- **Task requirements**
Having read the entries, repeat all of them exactly.

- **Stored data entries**
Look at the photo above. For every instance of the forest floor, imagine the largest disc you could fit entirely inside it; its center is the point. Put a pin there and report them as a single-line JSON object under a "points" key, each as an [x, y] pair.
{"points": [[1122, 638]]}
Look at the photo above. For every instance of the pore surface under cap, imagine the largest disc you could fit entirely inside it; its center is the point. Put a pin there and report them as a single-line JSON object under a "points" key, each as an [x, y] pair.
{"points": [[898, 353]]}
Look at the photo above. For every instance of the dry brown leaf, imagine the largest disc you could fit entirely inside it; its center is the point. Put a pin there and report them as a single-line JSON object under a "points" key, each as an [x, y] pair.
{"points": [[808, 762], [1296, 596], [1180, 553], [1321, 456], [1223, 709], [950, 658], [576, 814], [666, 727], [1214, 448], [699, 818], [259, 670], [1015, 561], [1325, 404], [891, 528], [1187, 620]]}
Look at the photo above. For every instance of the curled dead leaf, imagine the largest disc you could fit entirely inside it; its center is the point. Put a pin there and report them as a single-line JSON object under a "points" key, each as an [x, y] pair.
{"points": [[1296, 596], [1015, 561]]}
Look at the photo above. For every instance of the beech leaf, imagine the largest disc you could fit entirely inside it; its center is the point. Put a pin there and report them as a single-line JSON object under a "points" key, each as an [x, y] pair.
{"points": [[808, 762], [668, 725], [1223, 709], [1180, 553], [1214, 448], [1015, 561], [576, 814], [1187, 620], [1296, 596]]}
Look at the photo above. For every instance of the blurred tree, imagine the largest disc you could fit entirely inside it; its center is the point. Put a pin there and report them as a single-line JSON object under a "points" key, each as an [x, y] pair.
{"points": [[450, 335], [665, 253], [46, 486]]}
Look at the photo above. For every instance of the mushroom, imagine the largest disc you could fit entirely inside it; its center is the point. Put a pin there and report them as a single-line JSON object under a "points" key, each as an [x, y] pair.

- **Response**
Look at the photo above. For every instance of the forest floor, imagine the largest disc you could fit entirely inside it; its center is the point. Put a pin there and report them as a single-line JSON object under a "points" key, each as an [x, y] pair.
{"points": [[1122, 638]]}
Look at the photo above. For every instance of the pore surface under cap, imagine the largest disc you could fit entirely inside it; its center is the point. Put a pin there and report them as a single-line JSON object under a "points" key, each as an [x, y] pair.
{"points": [[898, 353]]}
Look at the photo above. For every instance of the dry brown leaf, imagine the largest disc you could fit entirely inside it; its center is the point. Put a pin there and report them as a single-line JSON object under a "points" key, each as an [x, y] pair.
{"points": [[808, 762], [1296, 596], [1180, 553], [1321, 456], [1223, 709], [950, 658], [576, 814], [666, 727], [1214, 448], [699, 818], [259, 670], [1015, 561], [1325, 404], [891, 528], [1187, 620]]}
Look at the photo above. For every instance of the curled dead leaf, imagine the largest disc you could fit entirely inside it; its center is the point. Put a pin there and report them as a single-line JSON object under a "points" key, each as an [x, y] pair.
{"points": [[1296, 596], [1015, 561]]}
Look at the photo above. For every instance of the beech leaf, imagine the largest disc you could fit entirely inside it; its center is the point. Put a pin there and report them as a single-line JSON object under a "points" key, each as an [x, y] pair.
{"points": [[808, 762], [668, 725], [1223, 709], [1180, 553], [1214, 448], [1015, 561], [576, 814], [1187, 620], [1296, 596]]}
Look at the photo above. For every instance of the blurred tree, imagine the largest disc you could fit entirely inside it; its center is the point. Put a pin there and report them as a single-line JSON object under a "points" key, each as an [x, y] pair.
{"points": [[450, 335], [665, 253], [46, 486]]}
Look at the photo above. For every instance of the mushroom, imagine the largest disc you could fit entirely inside it; its center is the point. Put a pin there and report them as a single-line JSON object under a "points" key, each as an [x, y] pair.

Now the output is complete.